━━ DATA FOR ANALYSIS

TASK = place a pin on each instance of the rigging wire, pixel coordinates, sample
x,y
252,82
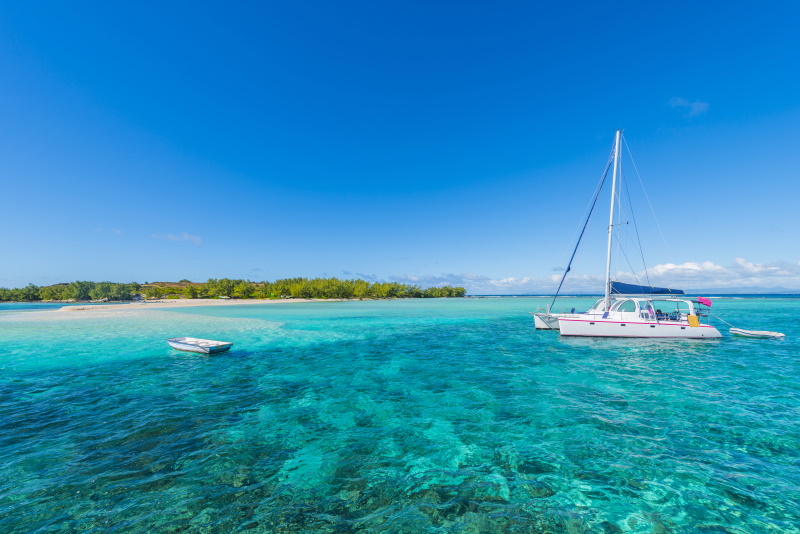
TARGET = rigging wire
x,y
650,204
585,224
638,239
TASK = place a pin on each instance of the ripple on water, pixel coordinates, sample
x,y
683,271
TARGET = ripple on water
x,y
440,416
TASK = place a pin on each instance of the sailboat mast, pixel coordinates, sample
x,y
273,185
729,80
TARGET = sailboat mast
x,y
611,219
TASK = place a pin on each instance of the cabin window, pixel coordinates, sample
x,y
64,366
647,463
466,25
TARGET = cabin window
x,y
627,306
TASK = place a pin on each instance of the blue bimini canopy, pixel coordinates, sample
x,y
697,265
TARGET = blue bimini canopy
x,y
621,288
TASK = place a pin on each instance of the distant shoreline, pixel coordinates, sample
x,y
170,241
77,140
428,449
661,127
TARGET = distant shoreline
x,y
188,303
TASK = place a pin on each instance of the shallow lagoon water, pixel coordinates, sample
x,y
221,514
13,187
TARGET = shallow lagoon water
x,y
395,416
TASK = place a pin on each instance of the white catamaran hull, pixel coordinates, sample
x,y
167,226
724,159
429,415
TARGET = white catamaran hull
x,y
611,328
546,321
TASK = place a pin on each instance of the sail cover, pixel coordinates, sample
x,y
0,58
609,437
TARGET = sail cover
x,y
621,288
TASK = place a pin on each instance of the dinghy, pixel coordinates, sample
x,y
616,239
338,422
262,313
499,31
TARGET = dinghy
x,y
194,344
755,333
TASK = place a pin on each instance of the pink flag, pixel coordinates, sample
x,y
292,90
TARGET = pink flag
x,y
703,300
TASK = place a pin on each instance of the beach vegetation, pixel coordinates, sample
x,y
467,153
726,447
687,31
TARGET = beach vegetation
x,y
316,288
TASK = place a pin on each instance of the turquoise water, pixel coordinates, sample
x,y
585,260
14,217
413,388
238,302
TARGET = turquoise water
x,y
395,416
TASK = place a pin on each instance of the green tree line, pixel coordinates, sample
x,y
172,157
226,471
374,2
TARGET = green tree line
x,y
319,288
73,291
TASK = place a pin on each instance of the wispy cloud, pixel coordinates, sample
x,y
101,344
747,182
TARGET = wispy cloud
x,y
687,275
693,108
183,236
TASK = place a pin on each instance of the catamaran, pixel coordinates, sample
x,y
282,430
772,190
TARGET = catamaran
x,y
630,310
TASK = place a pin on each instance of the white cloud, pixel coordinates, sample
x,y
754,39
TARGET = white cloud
x,y
694,108
687,275
183,236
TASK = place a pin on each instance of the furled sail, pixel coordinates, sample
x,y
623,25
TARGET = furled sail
x,y
621,288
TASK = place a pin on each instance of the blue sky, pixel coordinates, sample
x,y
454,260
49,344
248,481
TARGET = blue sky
x,y
447,142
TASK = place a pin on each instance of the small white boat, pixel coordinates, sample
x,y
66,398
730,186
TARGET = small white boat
x,y
194,344
755,333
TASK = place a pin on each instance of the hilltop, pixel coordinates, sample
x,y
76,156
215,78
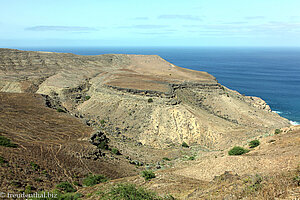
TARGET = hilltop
x,y
66,113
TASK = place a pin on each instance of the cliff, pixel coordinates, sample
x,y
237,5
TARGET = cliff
x,y
188,106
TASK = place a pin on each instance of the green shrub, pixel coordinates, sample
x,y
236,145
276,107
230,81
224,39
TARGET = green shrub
x,y
2,160
35,166
237,151
130,192
60,110
57,195
192,158
184,144
297,180
66,187
148,174
87,98
277,131
167,159
115,151
103,145
93,180
76,183
6,142
28,189
254,143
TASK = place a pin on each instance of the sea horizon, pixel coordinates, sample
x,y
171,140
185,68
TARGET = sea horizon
x,y
271,73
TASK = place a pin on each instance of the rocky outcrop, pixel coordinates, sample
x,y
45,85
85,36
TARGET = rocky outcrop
x,y
185,106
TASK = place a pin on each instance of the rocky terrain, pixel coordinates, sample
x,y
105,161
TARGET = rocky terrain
x,y
60,109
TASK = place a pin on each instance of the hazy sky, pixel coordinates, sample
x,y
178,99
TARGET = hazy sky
x,y
149,23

━━━━

(ACTION ITEM): Restate each entry word for word, leaving out any pictures.

(FINISHED EXERCISE):
TASK = place a pin on each instance of the rigging wire, pixel coordinates, sample
x,y
252,82
TARGET = rigging wire
x,y
650,204
585,224
638,239
TASK = place a pin on each instance of the ripple on water, pixel coordinates, sample
x,y
683,271
TARGET = ripple on water
x,y
440,416
TASK = place a pin on each instance of the sailboat mast, pixel coordinates, sample
x,y
273,185
729,80
TARGET = sailboat mast
x,y
611,219
TASK = place a pin on each instance of the cabin window, pixel coordinates, sample
x,y
64,366
647,463
466,25
TARGET = cabin window
x,y
627,306
TASK = place a pin on each instance of the blue bimini canopy, pixel coordinates, sample
x,y
697,265
TARGET = blue bimini canopy
x,y
621,288
TASK = place a pin on each instance of the distant shoreline, pixel coordinates, sample
x,y
170,241
77,140
428,449
661,127
TARGET = distant shoreline
x,y
188,303
TASK = place a pin on each instance of the shallow lagoon water, pixel coordinates, sample
x,y
221,514
13,187
TARGET = shallow lagoon water
x,y
395,416
TASK = place a pin on each instance of the white catamaran hull, pixel coordinates, sample
x,y
167,226
724,159
429,415
TARGET = white catamaran hull
x,y
611,328
546,321
TASK = place a pin on each instance of the sail cover, pixel coordinates, sample
x,y
0,58
609,437
TARGET = sail cover
x,y
621,288
TASK = place a pin on each instance of the dinghy, pixel coordinates, sample
x,y
616,239
338,422
262,313
499,31
TARGET = dinghy
x,y
194,344
755,333
TASK = place a pin on each instance of the pink flag, pixel coordinates, sample
x,y
292,90
TARGET = pink flag
x,y
703,300
TASK = place a pin on each instance of the beach vegetation, pixel coordinates, sample
x,y
467,153
726,447
687,31
TARGET = beach vegetation
x,y
316,288
TASK = place a pin on each instance of the turquoise water, pixel coordinates, sample
x,y
585,260
14,217
413,388
238,302
TARGET = turquoise water
x,y
395,416
TASK = place a pin on each instance of the green tree line, pixel coordinates, sample
x,y
172,157
226,471
374,2
TARGET = green tree line
x,y
319,288
73,291
TASK = place a pin on each instance of the wispy cloud, pixel coordinates, sample
x,y
101,344
747,182
TARGET = wispy cloud
x,y
687,275
693,108
183,236
TASK = place a pin on each instance of the catamaran, pixel coordinates, sample
x,y
282,430
772,190
TARGET = catamaran
x,y
630,310
TASK = place a pin on each instance of the white cloud, pixel coordinates, sample
x,y
754,39
TARGET = white cloud
x,y
694,108
687,275
183,236
TASK = place a pin on each instance of the furled sail, pixel coordinates, sample
x,y
623,25
TARGET = furled sail
x,y
621,288
TASK = place a pin on each instance of the blue sky, pixel coordinates, sample
x,y
454,260
49,344
248,481
TARGET = blue sky
x,y
447,142
TASK = place a pin on each instance of the small white boat, pixel coordinates, sample
x,y
66,398
730,186
TARGET = small white boat
x,y
194,344
755,333
TASK = place a pin on each instance of the hilltop, pixel coordinates, sample
x,y
76,156
215,78
TARGET = hilltop
x,y
66,113
TASK = place a pin on each instance of the cliff, pixel coordinates, sample
x,y
237,5
TARGET = cliff
x,y
188,106
TASK = place a pin on each instance of the green shrub, pixel coordinates, sample
x,y
236,145
276,107
230,81
224,39
TARGET = green shrub
x,y
2,160
35,166
237,151
130,192
60,110
57,195
192,158
184,144
297,180
66,187
148,174
87,98
277,131
167,159
115,151
103,145
93,180
76,183
6,142
28,189
254,143
TASK = place a pin on each instance of the sea horizon, pixel coordinates, sample
x,y
171,140
185,68
TARGET = sea horizon
x,y
271,73
TASK = place a pin on each instance of the rocky outcrop, pixel coordinates, sample
x,y
45,85
85,36
TARGET = rocky outcrop
x,y
185,106
TASK = place a pin on each instance of the rocky terrain, pixel coordinates, sample
x,y
105,161
TARGET = rocky terrain
x,y
60,109
TASK = place a pin on each instance of the hazy sky, pixel coordinates, sample
x,y
178,99
TARGET = hazy sky
x,y
149,23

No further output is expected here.